PROBLEM STATEMENT: Identify each line in the listing below that contains the word "balcony" and copy those lines.

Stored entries
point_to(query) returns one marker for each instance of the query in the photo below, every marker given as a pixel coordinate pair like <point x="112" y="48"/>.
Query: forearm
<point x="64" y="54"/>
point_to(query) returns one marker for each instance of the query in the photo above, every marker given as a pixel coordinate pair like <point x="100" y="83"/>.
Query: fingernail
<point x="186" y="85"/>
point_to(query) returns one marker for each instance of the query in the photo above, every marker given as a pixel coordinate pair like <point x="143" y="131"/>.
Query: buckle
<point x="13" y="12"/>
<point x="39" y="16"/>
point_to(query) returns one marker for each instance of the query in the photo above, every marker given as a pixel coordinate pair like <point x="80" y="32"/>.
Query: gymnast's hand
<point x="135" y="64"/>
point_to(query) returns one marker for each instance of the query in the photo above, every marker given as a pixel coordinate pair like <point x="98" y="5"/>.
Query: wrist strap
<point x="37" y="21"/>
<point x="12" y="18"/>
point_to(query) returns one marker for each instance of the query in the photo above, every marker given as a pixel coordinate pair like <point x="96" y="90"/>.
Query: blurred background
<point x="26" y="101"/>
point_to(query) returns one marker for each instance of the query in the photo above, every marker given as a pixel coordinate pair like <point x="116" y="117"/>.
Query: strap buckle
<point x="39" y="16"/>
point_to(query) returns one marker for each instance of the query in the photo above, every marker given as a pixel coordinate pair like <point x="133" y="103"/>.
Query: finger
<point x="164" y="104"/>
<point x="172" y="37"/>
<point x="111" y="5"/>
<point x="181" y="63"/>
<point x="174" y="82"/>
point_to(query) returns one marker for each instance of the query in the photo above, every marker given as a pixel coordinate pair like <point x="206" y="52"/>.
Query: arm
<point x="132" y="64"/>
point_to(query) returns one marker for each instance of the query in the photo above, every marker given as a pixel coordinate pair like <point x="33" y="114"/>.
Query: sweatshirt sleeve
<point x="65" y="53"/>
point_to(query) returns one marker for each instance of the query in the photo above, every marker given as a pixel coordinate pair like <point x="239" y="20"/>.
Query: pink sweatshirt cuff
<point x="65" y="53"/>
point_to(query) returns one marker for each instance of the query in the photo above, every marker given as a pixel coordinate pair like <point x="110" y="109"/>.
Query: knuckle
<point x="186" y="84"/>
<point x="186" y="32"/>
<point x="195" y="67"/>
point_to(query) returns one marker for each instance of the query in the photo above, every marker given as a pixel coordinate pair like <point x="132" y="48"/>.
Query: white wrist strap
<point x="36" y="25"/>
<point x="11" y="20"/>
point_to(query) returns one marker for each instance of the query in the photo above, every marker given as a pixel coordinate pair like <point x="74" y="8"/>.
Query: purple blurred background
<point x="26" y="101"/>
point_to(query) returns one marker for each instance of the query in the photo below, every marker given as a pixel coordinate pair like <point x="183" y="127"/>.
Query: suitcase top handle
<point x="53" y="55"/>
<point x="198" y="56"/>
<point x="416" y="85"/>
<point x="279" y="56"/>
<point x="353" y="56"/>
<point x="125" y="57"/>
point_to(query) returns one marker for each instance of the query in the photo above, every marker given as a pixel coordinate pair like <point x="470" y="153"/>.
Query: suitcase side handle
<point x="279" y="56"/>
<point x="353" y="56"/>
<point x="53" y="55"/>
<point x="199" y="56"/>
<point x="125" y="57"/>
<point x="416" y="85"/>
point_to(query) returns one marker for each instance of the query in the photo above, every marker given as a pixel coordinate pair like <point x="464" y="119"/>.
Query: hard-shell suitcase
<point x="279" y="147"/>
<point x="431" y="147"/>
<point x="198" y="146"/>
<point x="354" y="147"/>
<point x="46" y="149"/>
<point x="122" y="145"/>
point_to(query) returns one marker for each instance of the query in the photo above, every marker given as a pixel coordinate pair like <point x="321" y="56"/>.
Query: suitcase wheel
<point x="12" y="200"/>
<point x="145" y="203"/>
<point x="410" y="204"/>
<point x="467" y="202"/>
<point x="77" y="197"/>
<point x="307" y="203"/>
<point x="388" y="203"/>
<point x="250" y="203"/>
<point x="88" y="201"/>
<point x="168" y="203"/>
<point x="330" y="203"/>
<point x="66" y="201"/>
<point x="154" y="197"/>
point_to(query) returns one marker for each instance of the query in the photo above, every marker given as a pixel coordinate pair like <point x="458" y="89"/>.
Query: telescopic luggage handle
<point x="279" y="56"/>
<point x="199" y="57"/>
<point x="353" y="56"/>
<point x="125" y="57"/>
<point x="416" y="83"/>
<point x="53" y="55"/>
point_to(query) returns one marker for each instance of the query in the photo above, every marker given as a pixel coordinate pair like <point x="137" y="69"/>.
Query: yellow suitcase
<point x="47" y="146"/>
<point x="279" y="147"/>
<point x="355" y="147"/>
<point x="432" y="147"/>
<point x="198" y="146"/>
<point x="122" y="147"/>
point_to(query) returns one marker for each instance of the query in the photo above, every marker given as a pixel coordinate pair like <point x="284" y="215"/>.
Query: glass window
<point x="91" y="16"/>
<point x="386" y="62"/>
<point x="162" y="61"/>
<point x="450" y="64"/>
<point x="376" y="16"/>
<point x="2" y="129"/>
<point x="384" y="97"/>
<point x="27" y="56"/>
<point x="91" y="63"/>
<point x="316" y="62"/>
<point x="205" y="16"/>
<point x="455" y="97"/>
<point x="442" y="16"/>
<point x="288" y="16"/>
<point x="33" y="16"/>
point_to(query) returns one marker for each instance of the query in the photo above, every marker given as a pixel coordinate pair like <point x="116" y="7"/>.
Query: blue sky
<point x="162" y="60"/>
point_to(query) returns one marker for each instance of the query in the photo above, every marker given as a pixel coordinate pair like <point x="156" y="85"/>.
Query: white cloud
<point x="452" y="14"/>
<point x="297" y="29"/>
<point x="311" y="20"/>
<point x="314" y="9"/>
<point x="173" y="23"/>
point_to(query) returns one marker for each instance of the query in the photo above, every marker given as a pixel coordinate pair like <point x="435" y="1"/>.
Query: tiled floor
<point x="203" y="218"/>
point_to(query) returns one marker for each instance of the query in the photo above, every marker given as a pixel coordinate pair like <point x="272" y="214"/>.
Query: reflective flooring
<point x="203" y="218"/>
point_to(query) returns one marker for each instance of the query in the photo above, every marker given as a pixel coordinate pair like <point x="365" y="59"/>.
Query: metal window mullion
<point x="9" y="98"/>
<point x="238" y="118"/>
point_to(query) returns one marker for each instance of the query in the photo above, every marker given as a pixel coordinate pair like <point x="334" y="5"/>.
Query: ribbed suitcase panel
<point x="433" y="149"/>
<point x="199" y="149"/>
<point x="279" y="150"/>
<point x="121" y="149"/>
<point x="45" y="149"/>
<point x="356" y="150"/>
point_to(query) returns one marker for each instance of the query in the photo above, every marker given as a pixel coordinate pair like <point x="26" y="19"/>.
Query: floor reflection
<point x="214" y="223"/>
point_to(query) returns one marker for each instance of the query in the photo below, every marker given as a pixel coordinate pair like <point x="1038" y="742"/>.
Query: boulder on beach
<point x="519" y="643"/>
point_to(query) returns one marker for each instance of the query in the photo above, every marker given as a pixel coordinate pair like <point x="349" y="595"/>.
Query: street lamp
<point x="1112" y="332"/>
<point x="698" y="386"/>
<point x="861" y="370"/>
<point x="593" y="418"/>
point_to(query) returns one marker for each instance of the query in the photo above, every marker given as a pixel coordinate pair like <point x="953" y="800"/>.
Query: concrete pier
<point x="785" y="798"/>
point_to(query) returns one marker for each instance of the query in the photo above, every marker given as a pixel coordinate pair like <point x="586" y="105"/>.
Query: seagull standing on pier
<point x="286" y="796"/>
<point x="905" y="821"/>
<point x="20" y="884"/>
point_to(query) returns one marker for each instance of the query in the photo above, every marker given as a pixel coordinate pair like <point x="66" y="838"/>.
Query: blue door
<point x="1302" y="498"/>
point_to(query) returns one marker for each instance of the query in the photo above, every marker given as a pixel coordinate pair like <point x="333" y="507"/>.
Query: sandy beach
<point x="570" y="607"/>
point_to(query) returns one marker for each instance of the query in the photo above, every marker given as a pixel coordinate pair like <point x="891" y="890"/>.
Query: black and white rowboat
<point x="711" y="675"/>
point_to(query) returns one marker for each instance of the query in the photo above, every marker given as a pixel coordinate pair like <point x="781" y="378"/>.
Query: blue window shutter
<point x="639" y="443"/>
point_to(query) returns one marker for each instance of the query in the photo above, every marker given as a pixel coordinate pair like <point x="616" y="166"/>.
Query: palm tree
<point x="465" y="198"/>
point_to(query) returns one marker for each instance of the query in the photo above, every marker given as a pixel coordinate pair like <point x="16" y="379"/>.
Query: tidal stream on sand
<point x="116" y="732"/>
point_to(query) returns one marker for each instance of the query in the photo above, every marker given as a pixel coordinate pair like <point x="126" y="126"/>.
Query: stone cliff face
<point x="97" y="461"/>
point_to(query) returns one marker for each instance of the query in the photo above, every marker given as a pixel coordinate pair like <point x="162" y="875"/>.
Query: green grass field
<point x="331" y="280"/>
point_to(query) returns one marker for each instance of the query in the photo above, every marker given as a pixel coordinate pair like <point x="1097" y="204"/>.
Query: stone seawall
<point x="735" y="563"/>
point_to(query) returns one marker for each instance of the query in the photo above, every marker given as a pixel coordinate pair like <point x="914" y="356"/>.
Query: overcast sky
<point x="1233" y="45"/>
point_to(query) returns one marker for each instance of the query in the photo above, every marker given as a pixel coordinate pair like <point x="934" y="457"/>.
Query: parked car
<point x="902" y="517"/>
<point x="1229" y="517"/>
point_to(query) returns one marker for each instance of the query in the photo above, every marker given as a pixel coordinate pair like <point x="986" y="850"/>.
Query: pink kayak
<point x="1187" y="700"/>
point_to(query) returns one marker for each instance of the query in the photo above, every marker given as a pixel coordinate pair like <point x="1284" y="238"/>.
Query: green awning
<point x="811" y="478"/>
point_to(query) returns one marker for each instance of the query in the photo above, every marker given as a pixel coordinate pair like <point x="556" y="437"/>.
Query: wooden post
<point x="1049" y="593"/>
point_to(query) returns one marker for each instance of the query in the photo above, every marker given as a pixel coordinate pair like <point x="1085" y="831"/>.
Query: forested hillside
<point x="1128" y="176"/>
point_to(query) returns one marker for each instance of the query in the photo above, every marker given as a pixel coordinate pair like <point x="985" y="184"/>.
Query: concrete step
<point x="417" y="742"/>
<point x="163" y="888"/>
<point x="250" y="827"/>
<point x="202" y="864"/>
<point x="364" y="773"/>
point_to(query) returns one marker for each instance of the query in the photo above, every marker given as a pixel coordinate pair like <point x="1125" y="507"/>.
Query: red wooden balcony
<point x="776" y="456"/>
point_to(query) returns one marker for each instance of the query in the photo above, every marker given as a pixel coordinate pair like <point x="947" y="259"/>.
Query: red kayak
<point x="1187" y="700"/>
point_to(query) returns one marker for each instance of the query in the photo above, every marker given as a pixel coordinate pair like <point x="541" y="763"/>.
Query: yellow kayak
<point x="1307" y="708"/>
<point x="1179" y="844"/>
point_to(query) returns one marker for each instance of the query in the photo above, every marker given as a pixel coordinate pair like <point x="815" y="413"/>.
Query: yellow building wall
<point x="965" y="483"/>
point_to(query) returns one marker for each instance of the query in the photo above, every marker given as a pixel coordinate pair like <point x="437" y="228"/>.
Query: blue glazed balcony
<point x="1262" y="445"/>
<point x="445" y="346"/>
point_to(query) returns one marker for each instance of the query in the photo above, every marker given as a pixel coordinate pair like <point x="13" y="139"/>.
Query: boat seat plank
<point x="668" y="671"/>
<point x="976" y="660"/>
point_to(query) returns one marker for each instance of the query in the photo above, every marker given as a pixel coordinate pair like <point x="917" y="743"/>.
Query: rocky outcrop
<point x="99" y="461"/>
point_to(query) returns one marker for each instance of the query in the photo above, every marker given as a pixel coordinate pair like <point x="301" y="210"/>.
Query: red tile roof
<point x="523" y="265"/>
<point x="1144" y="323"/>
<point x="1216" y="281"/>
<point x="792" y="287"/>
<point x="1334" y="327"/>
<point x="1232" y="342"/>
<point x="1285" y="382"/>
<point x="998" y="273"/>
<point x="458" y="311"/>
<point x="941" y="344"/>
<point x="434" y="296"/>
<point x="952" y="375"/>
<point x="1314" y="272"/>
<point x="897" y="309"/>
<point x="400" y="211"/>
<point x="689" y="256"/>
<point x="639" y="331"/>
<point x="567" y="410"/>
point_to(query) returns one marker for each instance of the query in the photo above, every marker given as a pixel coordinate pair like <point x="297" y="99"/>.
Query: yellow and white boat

ANSWER TO THIS TASK:
Query: red wooden balcony
Query: blue glazed balcony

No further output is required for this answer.